**Supplied passage**
Note: values on this page will change with every website update since they are based on randomly created values and the page was written in R Markdown. However, the methodology remains unchanged. This page was generated on 17 March 2020.

Introduction

Conducting antimicrobial resistance analysis unfortunately requires in-depth knowledge from different scientific fields, which makes it hard to do right. At least, it requires:

  • Good questions (always start with these!)
  • A thorough understanding of (clinical) epidemiology, to understand the clinical and epidemiological relevance and possible bias of results
  • A thorough understanding of (clinical) microbiology/infectious diseases, to understand which microorganisms are causal to which infections and the implications of pharmaceutical treatment
  • Experience with data analysis with microbiological tests and their results, to understand the determination and limitations of MIC values and their interpretations to RSI values
  • Availability of the biological taxonomy of microorganisms and probably normalisation factors for pharmaceuticals, such as defined daily doses (DDD)
  • Available (inter-)national guidelines, and profound methods to apply them

Of course, we cannot instantly provide you with knowledge and experience. But with this AMR package, we aimed at providing (1) tools to simplify antimicrobial resistance data cleaning, transformation and analysis, (2) methods to easily incorporate international guidelines and (3) scientifically reliable reference data, including the requirements mentioned above.

The AMR package enables standardised and reproducible antimicrobial resistance analysis, with the application of evidence-based rules, determination of first isolates, translation of various codes for microorganisms and antimicrobial agents, determination of (multi-drug) resistant microorganisms, and calculation of antimicrobial resistance, prevalence and future trends.

Preparation

For this tutorial, we will create fake demonstration data to work with.

You can skip to Cleaning the data if you already have your own data ready. If you start your analysis, try to make the structure of your data generally look like this:

date patient_id mo AMX CIP
2020-03-17 abcd Escherichia coli S S
2020-03-17 abcd Escherichia coli S R
2020-03-17 efgh Escherichia coli R S

Needed R packages

As with many uses in R, we need some additional packages for AMR analysis. Our package works closely together with the tidyverse packages dplyr and ggplot2 by Dr Hadley Wickham. The tidyverse tremendously improves the way we conduct data science - it allows for a very natural way of writing syntaxes and creating beautiful plots in R.

Our AMR package depends on these packages and even extends their use and functions.

library(dplyr)
library(ggplot2)
library(AMR)

# (if not yet installed, install with:)
# install.packages(c("tidyverse", "AMR"))

**Extracted information**
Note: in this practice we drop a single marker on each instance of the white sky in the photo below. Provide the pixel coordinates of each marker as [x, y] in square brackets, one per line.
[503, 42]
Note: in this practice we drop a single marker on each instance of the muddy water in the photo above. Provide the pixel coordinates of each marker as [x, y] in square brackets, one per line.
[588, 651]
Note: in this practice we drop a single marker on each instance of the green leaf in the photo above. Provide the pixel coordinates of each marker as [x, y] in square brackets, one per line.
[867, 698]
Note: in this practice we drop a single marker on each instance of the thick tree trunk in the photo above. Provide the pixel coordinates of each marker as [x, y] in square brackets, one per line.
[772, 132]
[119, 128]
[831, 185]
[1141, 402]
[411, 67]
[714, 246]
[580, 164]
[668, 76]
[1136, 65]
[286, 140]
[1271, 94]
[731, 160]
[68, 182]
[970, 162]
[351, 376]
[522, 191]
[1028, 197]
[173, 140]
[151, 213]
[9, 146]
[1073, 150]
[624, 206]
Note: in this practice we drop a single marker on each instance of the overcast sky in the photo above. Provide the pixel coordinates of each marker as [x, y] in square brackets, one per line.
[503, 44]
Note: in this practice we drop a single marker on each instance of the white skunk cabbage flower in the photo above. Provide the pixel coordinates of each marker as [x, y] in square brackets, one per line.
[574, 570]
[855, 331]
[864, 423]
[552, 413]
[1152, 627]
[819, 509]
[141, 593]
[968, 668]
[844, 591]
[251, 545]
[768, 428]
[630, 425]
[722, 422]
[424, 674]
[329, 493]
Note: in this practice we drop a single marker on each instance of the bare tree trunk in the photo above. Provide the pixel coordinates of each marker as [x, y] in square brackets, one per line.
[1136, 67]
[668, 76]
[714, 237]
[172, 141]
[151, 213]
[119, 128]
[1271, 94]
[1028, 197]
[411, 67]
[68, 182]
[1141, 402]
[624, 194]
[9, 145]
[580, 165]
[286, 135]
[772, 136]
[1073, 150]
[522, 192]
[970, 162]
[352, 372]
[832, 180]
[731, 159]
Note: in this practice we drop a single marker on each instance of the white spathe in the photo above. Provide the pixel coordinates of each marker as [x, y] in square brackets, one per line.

**What this exercise asks**
1. Rewrite the AMR tutorial starting with "Our AMR package" and going on through "installed, install with:)", using "broadens" in place of "extends".
2. According to the AMR tutorial, which two tidyverse packages does the AMR package work closely with?
3. Turn the AMR tutorial's paragraph beginning "The AMR package enables standardised" into a bulleted list of what the package makes possible.
Base each response on the AMR tutorial alone.

**Answers by item**
1.
Our AMR package depends on these packages and even broadens their use and functions.

library(dplyr)
library(ggplot2)
library(AMR)

# (if not yet installed, install with:)

2. dplyr and ggplot2

3.
The AMR package enables standardised and reproducible antimicrobial resistance analysis, including:
- application of evidence-based rules
- determination of first isolates
- translation of various codes for microorganisms and antimicrobial agents
- determination of (multi-drug) resistant microorganisms
- calculation of antimicrobial resistance, prevalence and future trends